SOMEBODY sends me a page from a University
of Cambridge magazine. It seems that The
Skunk (Prof.
Richard Evans, as he is known to
The Jewish Chronicle, courtroom lawyers,
the Holocaust Loot commission, and other
employers) is lecturing at Cambridge on
the weekend of September 21--23 on the
topic "Should
historical issues be settled in court?" I
do hope that lots of my friends attend and
inquire about the
moneys he received (indeed, a small
fortune) for expressing his neutral and
objective views on such issues. They can
phone the university office concerned at
01223 339 268, or email them at [email protected];
or peek at the website. I note that the version
of today's story posted on the Daily
Telegraph website has, as usual, all the
enemy weblinks but no link to my own
website, which alone has the complete
trial and appeal records. An email comes to us today from a Dr
Jörg Goebbels in Austria: "I have
read David Irving's Goebbels: Mastermind
of the Third Reich and found it great!
Exceptional! It's great that he's
researched so much on my great uncle!

Task instructions.
1. What topic is named for the Cambridge lecture in the passage about the lecture and the trial records?
2. Pick up the passage about the Cambridge lecture and the trial records right after its final sentence and write a few more sentences.

Excerpt from a dataset
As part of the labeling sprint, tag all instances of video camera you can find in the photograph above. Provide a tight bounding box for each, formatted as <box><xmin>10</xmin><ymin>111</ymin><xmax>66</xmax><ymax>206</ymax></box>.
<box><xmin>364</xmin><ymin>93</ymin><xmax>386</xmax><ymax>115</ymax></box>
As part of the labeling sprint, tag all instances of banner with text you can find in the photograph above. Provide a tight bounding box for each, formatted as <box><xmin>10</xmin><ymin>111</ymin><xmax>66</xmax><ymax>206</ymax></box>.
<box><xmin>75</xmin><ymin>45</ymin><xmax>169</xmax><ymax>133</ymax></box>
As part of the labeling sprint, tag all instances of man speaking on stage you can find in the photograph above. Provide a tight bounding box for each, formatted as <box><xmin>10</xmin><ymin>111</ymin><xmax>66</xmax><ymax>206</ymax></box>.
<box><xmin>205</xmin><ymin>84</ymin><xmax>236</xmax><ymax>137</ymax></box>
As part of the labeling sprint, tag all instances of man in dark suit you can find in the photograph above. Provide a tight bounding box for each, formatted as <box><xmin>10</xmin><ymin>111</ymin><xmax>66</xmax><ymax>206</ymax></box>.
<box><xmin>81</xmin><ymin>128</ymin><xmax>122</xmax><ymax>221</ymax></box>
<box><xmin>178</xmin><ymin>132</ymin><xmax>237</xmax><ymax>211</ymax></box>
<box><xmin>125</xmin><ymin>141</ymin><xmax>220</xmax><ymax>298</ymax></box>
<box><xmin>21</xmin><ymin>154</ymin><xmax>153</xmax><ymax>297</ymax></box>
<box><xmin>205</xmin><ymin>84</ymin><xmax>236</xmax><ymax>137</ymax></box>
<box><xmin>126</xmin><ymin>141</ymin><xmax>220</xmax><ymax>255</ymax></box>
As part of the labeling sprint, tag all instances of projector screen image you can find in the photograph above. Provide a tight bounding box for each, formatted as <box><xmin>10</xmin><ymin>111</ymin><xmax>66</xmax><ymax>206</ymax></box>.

The replies.
1. "Should historical issues be settled in court?"

2.
.[...]" Long call from Mr Sadeh who's
writing an article for the Israeli
Ha'aretz: he phoned yesterday too. Drive over to Foyles with a vanload of
books. On
the way back, two strangers, a pedestrian
and his wife crossing Shaftesbury Avenue,
spot me through the van window, smile
broadly, and shout, "Good luck with the
appeal!" Ah, the English. Nice friendly
folks -- so different from the newspapers;
but a bit behind events, I fear. An e-mail comes from R.: "I am very
angry with the result of your appeal to
the higher court. I cannot begin to
describe the torrent of disgust and
outrage I feel over the injustice done to
your reputation and profession. You are the finest historian I have
ever read! My studies of history begin
with the first time I picked up your book
The Trail of the
Fox. I'm putting a check in the mail for
your legal battle this week! These may be
trying times, but, you will prevail! We
are with you!" I reply: "Thank
you so much for your kind support; we are
fighting on still, but on slightly
different fronts -- and we shall try to
get a criminal conviction of one of the
witnesses for perjury." 8:10--36 pm a long call from
[counsel].
[...] How very interesting the
whole thing is. Good thing I have strong
nerves.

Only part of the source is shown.